* **Tugas yang Diberikan 1**
Perbarui catatan pada bagian yang dimulai dengan baris berisi "Would you please place a dot on the blurred" dan diakhiri dengan baris berisi "point(219, 201)". Tuliskan kembali baris-baris tersebut dengan mengganti "tree branch" menjadi "tree limb" tanpa mengubah apa pun selain itu.

* **Kutipan Terpilih**
<<<<

Sekarang ini, saya minta perhatian Sekretariat Internasional AI terhadap masalah berikut ini:

Dalam tahun 1965-1966, siapa saja yang dianggap punya hubungan betapa kecilnyapun dengan Partai Komunis Indonesia, – dibunuh di rumah mereka, di jalan-jalan, atau di lapangan pembantaian, seperti di pekuburan Wonosobo. Ini hasil penggalian kuburan dalam bulan November 2000. Sementara dari korban banyak yang dipukul kepalanya dan dibuang di gua-gua curam. Seperti yang dilakukan di Blitar. Penggalian kuburan menemukannya pada bulan Agustus 2000. Banyak dari lebih dari 200.000 tahanan politik menderita siksaan, disuruh bekerja atau dibiarkan mati kelaparan. Mereka yang 'selamat', masih bisa hidup, dengan penderitaan bertahun-tahun lamanya, bahkan selama puluhan tahun, dalam syarat kondisi yang paling jelek .

Setelah bebas, sebagaimana halnya orang-orang yang dituduh komunis lainnya, yang masih bisa 'selamat' dari pembunuhan dan pemenjaraan, dikenakan diskriminasi dan dikucilkan dari masyarakat. Berbagai peraturan yang dikenakan terhadap para korban tsb sampai sekarang masih berlaku. Meskipun Suharto sudah jatuh. Pembatasan tsb meliputi hak dengan bebas melakukan perkawinan, berkarya, melakukan perjalanan dan melakukan ibadah agama. Sampai saat ini, siapapun yang dituduh ada hubungan dengan komunisme dilarang ambil bagian dalam pemilihan atau menjabat kedudukan umum tertentu atau kedudukan profesonal dalam masyarakat. Sepereti berpraktek sebagai dokter, bekerja di lembaga/jawatan pemerintah atau masuk tentara.

Tetapi sisa-sisa pembantaian sistimatis ini bukanlah warisan yang paling hebat. Yang lebih busuk adalah kekerasan oportunistik dan semangat balas dendam yang masih ada sampai saat ini. Ini dapat dilihat pada hari-hari terakhir kediktatoran Suharto, dalam apa yang dikenal dengan "Kerusuhan Mei 1998". Ketika itu fihak militer mendorong/mengorganisasi preman untuk melakukan pemerkosaan dan membunuh orang-orang Indonesia asal etnik Tionghoa, serta menghancurkan atau merampok milik mereka. Kurang lebih 1190 orang tak bersalah dibunuh di Jakarta dan 168 wanita telah diperkosa.

>>>>

* **Tugas yang Diberikan 2**
Jawablah pertanyaan berikut berdasarkan kutipan terpilih.
(a) Pada bulan dan tahun berapa penggalian kuburan di Wonosobo dilakukan?
(b) Berapa jumlah tahanan politik yang disebutkan dalam teks?
(c) Berapa wanita yang diperkosa dalam peristiwa yang dikenal dengan "Kerusuhan Mei 1998"?

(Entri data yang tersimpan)
<<<<

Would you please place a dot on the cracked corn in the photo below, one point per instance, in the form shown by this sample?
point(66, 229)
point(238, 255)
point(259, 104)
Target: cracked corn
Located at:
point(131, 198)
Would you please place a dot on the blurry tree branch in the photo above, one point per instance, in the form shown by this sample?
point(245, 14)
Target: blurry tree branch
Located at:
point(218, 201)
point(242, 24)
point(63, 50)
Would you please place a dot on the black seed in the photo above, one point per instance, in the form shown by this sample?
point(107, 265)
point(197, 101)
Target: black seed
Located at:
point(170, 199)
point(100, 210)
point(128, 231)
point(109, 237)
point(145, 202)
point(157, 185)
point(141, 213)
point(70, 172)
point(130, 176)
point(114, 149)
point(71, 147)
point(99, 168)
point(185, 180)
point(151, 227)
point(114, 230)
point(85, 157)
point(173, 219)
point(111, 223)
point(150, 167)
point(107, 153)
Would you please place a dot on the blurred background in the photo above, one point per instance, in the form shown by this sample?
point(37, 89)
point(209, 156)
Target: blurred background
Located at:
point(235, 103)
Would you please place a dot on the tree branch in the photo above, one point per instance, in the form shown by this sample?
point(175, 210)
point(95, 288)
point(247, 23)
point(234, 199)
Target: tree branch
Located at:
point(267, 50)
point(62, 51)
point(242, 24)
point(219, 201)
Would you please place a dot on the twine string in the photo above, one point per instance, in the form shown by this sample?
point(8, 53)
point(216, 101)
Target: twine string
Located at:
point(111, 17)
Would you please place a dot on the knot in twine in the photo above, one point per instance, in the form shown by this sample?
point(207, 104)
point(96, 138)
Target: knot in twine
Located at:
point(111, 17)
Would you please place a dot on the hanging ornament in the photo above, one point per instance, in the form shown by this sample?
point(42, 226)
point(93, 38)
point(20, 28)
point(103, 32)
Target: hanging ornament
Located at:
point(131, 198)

>>>>

* **Jawaban Tugas 1**
Would you please place a dot on the blurred background in the photo above, one point per instance, in the form shown by this sample?
point(37, 89)
point(209, 156)
Target: blurred background
Located at:
point(235, 103)
Would you please place a dot on the tree limb in the photo above, one point per instance, in the form shown by this sample?
point(175, 210)
point(95, 288)
point(247, 23)
point(234, 199)
Target: tree limb
Located at:
point(267, 50)
point(62, 51)
point(242, 24)
point(219, 201)

* **Jawaban Tugas 2**
(a) Penggalian itu dilakukan pada bulan November 2000.
(b) Jumlahnya lebih dari 200.000 orang.
(c) Sebanyak 168 wanita diperkosa.